▶ [TASK 1]: Copy out the records word for word, everything from the line containing "Q: Can you identify the orange leg" down to the line containing "[96, 30, 106, 34]", both of those lines included.
Begin DOCUMENT SECTION
You shouldn’t need Ballerina Farm money to put family first Public policy should both reduce the cost of raising children and lend greater material support to families



You have probably seen the meme: a smiling, attractive family from the 1950s, paired with a caption lamenting that once upon a time, a single income could buy a home, a car, and a college education for the kids. Today, the meme suggests that life is gone.

The implicit claim is not just nostalgia. It is the widespread belief that, in modern America, a married couple with children cannot live a stable, comfortable life unless both adults work full time—unless, of course, they are wealthy, famous, or fortunate enough to have influencer-level income. For ordinary middle-class families, the one-income household increasingly feels like a fantasy.

Michael Green captured this anxiety in a recent Free Press essay titled “The Valley of Death: Why $100,000 Is the New Poverty.” Green argues that, in the 1950s and 1960s, a family-first lifestyle was economically feasible because the basic costs of life were much lower. Housing was affordable, healthcare was largely employer-provided and inexpensive, cars were cheap, and college tuition could often be covered with a summer job. A second income was optional.

Today, Green argues, that has changed. Housing, healthcare, transportation, and education costs have risen so dramatically that a second income is no longer a luxury—it is a requirement to maintain what used to be a middle-class standard of living.

This argument has met stiff resistance from economists and commentators such as Tyler Cowen and Matthew Yglesias. They point out that Americans are materially richer than ever. Homes are larger, food is more abundant, entertainment is ubiquitous, and nearly everyone carries a $1,000 supercomputer in their pocket. By almost any objective measure of consumption, today’s Americans live better than their mid-century counterparts.

Yglesias, in particular, argues that the problem is not economic reality but expectations. A one-income “tradlife,” he says, is still perfectly achievable—if families are willing to accept 1960s material conditions. Fewer vacations, less dining out, smaller homes, and fewer amenities. The issue is not feasibility, but preference. Living that way today feels like being poor, and most people do not want to accept that tradeoff.

There is truth in this critique. We are undeniably wealthier as a society. But focusing solely on consumption misses three deeper realities that shape how families actually experience the modern economy.
End DOCUMENT SECTION
Begin EXTRACTED MATERIAL
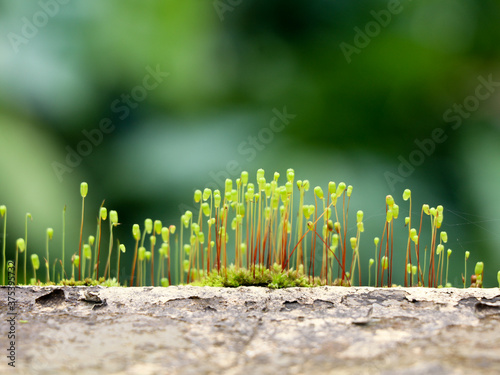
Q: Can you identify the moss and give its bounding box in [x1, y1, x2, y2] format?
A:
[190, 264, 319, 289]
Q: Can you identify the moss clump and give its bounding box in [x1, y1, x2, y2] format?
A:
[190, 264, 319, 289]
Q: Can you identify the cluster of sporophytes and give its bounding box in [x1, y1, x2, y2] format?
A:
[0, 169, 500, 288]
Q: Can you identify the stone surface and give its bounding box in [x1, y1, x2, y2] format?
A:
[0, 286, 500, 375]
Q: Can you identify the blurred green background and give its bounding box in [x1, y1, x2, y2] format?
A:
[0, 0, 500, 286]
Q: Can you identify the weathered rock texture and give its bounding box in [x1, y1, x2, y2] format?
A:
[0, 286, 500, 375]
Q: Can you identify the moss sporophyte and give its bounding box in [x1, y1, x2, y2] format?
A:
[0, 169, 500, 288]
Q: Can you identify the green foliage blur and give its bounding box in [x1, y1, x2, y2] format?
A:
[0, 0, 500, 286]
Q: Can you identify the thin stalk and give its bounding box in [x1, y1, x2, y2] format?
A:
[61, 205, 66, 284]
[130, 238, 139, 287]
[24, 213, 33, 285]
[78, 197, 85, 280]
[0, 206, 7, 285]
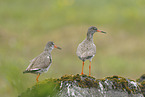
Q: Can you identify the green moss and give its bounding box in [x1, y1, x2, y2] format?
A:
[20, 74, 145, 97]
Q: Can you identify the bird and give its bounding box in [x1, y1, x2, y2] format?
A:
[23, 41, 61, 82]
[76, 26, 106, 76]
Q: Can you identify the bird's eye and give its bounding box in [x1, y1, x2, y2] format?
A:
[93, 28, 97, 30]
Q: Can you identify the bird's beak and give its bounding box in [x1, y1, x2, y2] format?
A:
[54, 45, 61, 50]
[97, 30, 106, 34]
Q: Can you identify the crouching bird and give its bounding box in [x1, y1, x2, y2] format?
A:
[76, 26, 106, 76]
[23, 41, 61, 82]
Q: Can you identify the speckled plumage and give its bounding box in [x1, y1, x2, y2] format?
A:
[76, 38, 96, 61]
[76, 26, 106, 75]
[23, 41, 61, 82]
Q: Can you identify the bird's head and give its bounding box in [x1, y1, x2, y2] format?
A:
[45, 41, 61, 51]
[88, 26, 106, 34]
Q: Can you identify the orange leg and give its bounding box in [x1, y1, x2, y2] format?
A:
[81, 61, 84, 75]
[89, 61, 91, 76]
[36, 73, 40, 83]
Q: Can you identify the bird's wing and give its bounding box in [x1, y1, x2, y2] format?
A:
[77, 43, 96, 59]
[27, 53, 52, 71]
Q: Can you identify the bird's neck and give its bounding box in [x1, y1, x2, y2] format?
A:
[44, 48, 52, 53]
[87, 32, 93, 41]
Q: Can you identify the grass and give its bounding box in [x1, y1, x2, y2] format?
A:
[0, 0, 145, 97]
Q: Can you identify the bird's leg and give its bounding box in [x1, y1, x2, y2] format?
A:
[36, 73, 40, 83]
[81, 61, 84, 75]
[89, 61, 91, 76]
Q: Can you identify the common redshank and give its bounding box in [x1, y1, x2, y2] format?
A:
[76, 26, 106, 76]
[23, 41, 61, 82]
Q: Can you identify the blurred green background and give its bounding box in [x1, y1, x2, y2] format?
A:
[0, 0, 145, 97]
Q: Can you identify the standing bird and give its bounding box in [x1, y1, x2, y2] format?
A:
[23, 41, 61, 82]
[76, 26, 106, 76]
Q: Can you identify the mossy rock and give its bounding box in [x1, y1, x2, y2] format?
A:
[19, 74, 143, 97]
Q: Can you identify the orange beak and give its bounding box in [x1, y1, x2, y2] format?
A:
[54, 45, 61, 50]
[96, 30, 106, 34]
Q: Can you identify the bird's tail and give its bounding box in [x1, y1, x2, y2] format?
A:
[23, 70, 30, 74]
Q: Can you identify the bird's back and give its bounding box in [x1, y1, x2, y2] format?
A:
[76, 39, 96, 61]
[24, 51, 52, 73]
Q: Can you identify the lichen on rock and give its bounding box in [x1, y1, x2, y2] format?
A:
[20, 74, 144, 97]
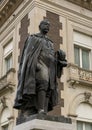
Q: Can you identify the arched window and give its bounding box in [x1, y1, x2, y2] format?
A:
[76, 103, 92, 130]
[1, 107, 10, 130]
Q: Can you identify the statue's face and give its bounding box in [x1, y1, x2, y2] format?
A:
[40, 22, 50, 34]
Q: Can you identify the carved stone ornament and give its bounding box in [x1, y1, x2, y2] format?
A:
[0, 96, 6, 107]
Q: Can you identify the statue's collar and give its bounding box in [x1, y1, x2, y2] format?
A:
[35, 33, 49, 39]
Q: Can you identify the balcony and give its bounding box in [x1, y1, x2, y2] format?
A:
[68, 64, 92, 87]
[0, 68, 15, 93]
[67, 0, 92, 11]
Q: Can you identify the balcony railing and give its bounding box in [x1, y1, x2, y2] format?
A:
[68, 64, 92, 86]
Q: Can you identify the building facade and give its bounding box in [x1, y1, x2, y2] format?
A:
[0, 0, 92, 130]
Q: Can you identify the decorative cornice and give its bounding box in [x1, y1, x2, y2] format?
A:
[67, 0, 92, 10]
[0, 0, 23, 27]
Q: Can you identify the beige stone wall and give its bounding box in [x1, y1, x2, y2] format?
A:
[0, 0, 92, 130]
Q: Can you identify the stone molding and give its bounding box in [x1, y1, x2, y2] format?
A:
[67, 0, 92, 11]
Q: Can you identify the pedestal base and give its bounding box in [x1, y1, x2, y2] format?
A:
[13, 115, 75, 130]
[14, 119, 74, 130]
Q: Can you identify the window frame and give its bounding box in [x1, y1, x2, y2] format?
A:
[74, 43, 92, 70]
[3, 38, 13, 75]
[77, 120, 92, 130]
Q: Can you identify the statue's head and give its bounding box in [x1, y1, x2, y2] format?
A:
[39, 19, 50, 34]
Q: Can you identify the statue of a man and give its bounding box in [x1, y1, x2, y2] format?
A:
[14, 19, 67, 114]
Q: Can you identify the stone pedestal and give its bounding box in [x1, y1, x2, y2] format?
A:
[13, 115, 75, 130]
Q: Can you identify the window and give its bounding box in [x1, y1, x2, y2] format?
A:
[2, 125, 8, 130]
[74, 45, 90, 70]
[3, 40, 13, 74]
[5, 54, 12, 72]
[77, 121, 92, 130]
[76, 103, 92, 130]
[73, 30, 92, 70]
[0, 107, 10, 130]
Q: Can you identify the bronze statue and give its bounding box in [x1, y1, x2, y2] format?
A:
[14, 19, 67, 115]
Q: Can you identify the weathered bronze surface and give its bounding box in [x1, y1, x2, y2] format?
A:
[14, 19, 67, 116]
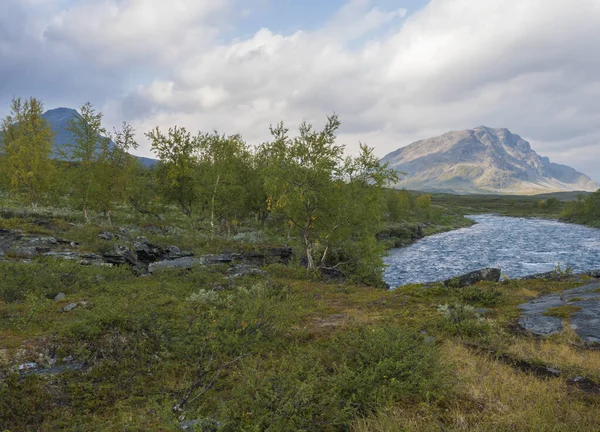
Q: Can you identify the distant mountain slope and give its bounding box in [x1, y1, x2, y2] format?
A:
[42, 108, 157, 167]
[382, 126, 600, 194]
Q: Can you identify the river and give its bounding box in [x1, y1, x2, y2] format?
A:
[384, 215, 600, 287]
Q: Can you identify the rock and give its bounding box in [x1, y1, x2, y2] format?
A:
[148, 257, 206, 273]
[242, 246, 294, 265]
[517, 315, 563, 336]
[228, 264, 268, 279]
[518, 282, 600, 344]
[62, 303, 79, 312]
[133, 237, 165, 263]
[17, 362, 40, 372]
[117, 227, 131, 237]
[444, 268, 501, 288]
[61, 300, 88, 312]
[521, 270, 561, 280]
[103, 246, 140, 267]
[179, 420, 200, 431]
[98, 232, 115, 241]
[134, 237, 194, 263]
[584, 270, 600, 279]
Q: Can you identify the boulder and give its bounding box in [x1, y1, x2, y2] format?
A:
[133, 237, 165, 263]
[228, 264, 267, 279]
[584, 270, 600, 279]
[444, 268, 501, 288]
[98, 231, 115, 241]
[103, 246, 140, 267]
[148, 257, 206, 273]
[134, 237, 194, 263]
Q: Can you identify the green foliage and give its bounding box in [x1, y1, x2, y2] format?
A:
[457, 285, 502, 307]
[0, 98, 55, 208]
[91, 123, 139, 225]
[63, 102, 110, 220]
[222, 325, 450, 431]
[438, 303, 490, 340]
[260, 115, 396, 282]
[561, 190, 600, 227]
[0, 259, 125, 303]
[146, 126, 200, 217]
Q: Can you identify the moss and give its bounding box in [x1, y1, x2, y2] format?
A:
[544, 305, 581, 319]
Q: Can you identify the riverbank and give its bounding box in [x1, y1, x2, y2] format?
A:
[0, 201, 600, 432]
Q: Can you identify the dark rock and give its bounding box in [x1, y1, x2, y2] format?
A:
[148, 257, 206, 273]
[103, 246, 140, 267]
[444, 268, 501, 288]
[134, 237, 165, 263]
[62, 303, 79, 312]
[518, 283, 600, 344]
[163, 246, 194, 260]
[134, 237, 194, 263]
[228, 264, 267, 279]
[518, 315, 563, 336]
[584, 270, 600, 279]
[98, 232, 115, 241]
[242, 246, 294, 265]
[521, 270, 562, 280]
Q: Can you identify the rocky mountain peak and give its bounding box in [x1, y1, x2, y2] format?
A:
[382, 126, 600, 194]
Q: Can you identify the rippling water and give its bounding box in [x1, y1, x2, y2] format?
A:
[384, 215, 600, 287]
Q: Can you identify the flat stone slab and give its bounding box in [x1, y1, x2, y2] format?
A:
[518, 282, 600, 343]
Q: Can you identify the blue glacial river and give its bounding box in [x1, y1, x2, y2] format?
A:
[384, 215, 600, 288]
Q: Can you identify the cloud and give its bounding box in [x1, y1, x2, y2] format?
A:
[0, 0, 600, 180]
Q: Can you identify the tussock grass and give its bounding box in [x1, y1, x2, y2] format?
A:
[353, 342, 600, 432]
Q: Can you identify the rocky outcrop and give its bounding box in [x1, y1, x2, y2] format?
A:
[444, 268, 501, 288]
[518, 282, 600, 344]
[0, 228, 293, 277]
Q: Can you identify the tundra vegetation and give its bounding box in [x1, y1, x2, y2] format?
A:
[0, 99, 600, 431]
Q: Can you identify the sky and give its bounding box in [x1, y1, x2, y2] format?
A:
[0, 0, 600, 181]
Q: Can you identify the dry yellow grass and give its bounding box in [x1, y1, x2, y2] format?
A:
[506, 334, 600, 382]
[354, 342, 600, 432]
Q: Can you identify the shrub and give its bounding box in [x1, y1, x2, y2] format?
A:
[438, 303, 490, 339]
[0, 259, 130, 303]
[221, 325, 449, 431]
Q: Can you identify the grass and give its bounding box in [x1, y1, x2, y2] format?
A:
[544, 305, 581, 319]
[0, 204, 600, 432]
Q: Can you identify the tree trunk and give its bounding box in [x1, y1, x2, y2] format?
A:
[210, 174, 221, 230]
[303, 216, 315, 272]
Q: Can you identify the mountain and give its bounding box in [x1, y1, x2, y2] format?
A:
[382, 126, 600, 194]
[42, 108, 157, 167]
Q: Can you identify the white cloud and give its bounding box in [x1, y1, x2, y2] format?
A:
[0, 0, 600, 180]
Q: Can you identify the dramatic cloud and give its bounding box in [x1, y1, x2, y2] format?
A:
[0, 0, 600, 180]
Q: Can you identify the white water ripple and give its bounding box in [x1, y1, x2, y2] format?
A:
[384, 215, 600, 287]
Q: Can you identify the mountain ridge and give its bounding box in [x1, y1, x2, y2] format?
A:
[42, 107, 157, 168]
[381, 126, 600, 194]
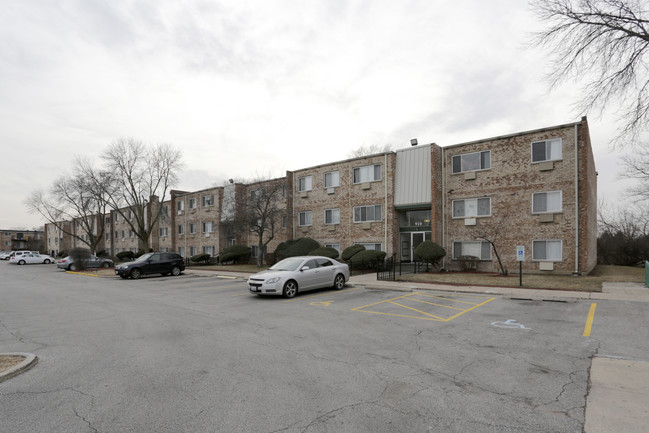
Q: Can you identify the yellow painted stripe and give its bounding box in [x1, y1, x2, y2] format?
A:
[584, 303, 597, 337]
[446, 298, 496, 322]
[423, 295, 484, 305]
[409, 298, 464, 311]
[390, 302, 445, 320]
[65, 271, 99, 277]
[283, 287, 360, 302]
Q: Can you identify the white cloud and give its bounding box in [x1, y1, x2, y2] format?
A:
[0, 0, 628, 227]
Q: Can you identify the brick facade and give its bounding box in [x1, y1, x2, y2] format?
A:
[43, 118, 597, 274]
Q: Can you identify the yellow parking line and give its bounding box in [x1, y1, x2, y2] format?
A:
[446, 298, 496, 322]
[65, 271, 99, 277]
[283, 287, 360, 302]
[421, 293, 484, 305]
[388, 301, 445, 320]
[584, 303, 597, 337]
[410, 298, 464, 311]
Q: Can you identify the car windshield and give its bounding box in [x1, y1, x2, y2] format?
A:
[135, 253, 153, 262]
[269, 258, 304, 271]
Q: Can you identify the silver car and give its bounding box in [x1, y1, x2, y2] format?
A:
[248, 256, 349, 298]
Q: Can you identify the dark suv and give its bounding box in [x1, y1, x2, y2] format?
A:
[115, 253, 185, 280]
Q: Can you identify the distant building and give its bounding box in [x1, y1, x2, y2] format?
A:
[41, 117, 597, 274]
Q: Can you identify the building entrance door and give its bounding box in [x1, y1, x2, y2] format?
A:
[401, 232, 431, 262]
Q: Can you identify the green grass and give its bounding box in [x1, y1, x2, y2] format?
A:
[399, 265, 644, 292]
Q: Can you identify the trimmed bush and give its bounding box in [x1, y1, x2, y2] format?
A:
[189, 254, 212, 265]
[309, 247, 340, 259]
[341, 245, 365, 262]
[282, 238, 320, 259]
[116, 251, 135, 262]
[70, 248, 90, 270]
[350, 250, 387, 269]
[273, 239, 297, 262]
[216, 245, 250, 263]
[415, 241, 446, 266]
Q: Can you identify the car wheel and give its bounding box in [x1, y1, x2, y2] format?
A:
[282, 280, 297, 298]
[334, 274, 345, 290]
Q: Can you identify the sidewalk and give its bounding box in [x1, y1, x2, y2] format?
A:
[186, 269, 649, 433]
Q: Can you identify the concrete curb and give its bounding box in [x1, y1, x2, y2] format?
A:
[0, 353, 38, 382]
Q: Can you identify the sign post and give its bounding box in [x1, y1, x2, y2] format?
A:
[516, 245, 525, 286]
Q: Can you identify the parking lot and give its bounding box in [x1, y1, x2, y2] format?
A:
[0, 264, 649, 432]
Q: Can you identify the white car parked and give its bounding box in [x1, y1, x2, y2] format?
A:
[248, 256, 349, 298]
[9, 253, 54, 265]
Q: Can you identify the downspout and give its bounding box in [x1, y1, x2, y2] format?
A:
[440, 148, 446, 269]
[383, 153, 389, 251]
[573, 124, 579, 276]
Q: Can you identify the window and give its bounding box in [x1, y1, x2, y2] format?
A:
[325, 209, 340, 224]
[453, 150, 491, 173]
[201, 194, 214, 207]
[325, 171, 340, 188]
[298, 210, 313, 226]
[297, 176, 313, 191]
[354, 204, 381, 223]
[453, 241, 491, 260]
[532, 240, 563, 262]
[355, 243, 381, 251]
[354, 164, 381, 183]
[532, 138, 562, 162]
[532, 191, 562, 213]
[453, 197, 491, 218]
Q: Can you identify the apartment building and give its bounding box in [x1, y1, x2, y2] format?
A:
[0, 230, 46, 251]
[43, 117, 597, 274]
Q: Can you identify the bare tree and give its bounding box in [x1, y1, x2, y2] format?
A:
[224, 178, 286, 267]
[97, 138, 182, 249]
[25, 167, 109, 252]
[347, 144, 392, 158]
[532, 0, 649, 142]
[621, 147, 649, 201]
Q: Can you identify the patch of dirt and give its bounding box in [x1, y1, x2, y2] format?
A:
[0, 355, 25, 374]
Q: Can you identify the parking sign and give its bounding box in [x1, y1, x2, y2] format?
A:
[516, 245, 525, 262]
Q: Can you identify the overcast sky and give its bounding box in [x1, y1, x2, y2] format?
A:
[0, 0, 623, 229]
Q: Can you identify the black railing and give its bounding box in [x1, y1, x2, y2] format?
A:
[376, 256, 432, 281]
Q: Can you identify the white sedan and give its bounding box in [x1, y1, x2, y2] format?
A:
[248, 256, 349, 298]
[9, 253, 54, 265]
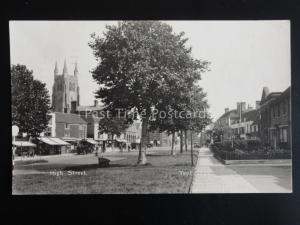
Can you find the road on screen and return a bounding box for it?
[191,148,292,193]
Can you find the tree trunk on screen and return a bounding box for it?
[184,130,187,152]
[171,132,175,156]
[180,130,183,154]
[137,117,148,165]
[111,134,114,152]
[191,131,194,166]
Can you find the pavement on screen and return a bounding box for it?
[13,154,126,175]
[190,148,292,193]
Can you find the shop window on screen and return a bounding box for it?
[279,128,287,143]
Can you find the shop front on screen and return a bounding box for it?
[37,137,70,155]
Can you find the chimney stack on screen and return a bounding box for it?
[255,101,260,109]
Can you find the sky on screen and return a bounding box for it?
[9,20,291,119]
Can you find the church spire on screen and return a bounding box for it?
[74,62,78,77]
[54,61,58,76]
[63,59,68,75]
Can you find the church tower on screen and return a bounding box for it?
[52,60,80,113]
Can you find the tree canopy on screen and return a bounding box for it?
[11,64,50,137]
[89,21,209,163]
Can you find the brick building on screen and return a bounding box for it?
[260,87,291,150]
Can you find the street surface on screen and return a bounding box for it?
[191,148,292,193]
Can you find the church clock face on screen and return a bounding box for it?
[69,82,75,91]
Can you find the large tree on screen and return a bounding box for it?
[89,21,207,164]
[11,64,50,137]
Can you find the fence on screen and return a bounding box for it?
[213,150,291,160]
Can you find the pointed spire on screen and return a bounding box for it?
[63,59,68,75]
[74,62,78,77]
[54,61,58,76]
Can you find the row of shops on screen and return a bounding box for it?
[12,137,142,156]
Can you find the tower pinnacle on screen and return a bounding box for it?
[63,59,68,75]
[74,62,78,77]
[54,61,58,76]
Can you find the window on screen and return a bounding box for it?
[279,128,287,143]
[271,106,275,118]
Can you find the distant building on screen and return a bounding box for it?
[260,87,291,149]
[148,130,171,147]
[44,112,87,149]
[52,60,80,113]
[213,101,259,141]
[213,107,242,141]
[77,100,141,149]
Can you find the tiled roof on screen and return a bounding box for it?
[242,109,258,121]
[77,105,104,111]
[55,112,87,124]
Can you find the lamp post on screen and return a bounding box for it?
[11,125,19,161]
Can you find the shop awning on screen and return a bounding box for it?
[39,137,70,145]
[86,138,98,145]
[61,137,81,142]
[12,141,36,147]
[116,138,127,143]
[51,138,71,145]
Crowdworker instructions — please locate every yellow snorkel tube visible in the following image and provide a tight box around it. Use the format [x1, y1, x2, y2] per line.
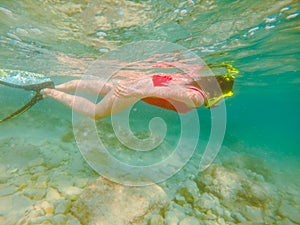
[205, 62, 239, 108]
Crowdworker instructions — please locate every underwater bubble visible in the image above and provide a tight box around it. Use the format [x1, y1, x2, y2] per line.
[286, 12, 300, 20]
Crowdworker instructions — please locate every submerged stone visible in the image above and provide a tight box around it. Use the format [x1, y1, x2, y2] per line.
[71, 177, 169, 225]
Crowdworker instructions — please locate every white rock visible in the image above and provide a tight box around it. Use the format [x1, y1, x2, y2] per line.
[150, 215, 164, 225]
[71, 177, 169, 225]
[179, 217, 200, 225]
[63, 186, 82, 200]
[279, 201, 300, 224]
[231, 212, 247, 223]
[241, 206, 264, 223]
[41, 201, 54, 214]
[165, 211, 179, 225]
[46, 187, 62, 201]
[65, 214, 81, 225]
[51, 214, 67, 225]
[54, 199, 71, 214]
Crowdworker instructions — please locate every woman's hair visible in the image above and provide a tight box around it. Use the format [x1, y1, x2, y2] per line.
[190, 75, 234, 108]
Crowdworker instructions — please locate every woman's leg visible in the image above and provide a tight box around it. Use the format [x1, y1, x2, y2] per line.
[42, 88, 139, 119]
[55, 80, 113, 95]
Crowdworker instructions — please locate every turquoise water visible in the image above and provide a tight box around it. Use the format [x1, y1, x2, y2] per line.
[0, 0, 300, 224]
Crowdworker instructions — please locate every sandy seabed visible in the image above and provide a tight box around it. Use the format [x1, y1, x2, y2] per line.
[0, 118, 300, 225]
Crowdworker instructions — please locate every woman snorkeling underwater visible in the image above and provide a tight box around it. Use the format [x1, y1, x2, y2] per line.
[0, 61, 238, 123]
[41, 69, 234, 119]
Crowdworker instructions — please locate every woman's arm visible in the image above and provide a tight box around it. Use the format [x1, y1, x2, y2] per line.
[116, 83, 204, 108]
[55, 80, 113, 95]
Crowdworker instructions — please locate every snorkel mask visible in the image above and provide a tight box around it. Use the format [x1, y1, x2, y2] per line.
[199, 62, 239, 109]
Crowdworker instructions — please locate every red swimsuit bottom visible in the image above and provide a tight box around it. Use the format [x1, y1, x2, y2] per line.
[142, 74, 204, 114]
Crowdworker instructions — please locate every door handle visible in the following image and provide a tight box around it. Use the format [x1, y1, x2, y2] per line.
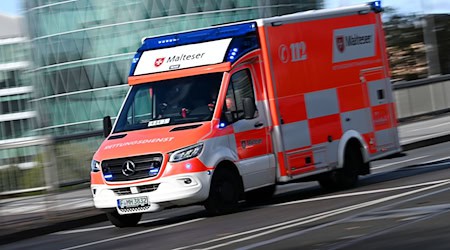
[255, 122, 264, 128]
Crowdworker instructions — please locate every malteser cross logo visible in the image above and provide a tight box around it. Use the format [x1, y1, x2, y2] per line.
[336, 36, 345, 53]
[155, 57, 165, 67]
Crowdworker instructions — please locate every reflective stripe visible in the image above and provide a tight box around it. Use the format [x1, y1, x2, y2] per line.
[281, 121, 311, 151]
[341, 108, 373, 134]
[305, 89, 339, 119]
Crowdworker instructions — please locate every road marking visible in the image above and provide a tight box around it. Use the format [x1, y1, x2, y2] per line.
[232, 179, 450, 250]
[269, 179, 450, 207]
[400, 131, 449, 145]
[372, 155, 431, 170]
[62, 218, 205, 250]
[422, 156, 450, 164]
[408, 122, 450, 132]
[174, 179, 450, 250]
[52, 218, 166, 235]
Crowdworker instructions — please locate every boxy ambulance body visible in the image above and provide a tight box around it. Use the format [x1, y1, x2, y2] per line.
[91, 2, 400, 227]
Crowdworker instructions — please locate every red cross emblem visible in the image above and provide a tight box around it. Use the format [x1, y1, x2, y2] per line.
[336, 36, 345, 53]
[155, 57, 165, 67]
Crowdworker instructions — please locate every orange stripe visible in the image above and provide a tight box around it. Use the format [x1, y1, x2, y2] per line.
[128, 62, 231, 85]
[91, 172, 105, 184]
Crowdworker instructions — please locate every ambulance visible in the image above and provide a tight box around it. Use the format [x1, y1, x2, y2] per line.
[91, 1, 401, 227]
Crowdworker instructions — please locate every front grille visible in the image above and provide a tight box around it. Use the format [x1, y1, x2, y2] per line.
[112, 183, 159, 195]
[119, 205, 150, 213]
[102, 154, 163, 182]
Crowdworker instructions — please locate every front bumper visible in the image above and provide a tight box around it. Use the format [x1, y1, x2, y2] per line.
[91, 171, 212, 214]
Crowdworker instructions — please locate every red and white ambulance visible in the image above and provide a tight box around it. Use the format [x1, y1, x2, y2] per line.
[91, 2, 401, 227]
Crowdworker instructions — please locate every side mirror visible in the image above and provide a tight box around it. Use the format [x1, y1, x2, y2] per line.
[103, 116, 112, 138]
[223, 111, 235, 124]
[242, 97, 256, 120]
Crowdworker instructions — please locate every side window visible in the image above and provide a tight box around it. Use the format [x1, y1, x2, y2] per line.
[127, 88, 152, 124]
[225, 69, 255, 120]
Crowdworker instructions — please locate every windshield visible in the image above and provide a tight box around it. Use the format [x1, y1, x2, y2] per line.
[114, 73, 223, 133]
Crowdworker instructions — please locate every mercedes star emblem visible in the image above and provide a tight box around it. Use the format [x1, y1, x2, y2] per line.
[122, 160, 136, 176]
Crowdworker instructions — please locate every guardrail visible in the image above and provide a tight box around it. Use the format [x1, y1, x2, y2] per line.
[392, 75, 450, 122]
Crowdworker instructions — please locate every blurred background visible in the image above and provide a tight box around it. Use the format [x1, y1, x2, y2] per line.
End EXTRACTED MATERIAL
▶ [TASK 2]: In the essay on the cost of raising a family, what is the title of Michael Green's Free Press essay?

▶ [WRITTEN RESPONSE 1]:
Q: Can you identify the orange leg and give its bounding box in [x1, y1, x2, y2] format?
A:
[81, 61, 84, 75]
[89, 61, 91, 76]
[36, 73, 40, 83]
Q: Can you identify the bird's wing and give its bounding box in [x1, y1, x2, y2] format?
A:
[77, 43, 96, 59]
[27, 53, 52, 71]
Q: Can you identify the bird's neck and give its bounding box in [x1, y1, x2, y2] format?
A:
[44, 48, 52, 53]
[87, 32, 93, 41]
Q: Can you identify the grass and give its bounding box in [x1, y1, x2, y2] format?
A:
[0, 0, 145, 97]
Q: Can you identify the bird's leg and give its bounding box in [x1, y1, x2, y2] format?
A:
[36, 73, 40, 83]
[81, 61, 84, 75]
[89, 61, 91, 76]
Q: Can you identify the common redshank and give its bounding box in [x1, y1, x2, y2] format?
A:
[76, 26, 106, 76]
[23, 41, 61, 82]
Q: Can you identify the blurred green background and give its bounding box in [x1, y1, x2, y2] format?
A:
[0, 0, 145, 97]
Q: Can you identify the standing bird and give its bounding box in [x1, y1, x2, y2] format?
A:
[23, 41, 61, 82]
[76, 26, 106, 76]
Q: Can you identify the mossy rock and give its bounding box in [x1, y1, x2, y2] format?
A:
[19, 74, 143, 97]
Q: Can you identify the orange beak and give its bounding box in [x1, y1, x2, y2] format?
A:
[54, 45, 61, 50]
[96, 30, 106, 34]

▶ [WRITTEN RESPONSE 2]: "The Valley of Death: Why $100,000 Is the New Poverty."